* _Exercise_
Extract every line of the material below that contains the string "bottom".

-------------------------

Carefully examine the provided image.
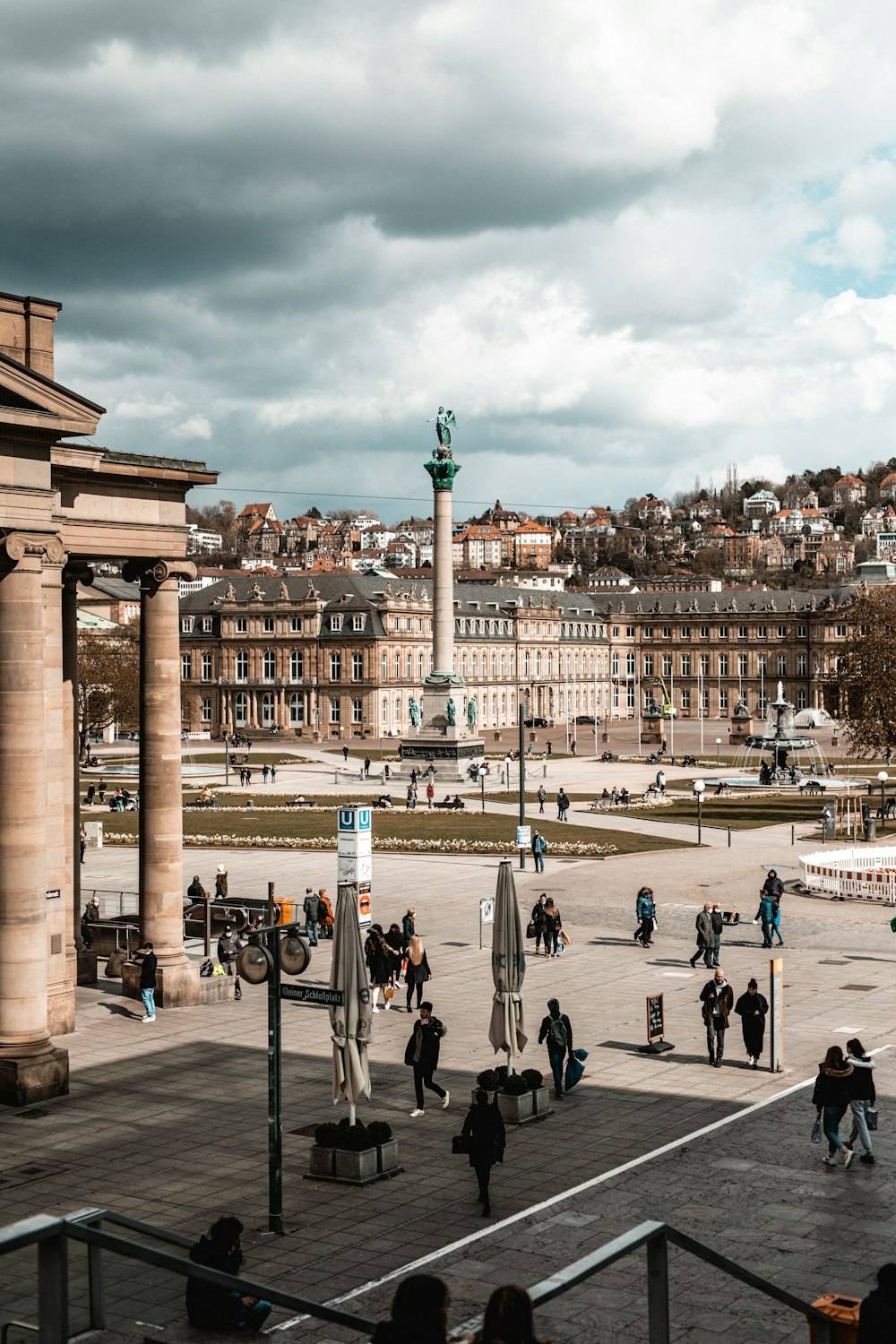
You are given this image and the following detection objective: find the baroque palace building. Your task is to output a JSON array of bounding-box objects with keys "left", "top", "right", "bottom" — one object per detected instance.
[
  {"left": 180, "top": 574, "right": 856, "bottom": 738},
  {"left": 180, "top": 574, "right": 610, "bottom": 738}
]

-------------------------

* _Result for this exercise_
You are given this image and the following detection objective: find the baroque palace building. Your task is to output a JSON array of bounding-box objects with keys "left", "top", "right", "bottom" — one object per detected instance.
  {"left": 180, "top": 574, "right": 856, "bottom": 738},
  {"left": 180, "top": 574, "right": 610, "bottom": 738}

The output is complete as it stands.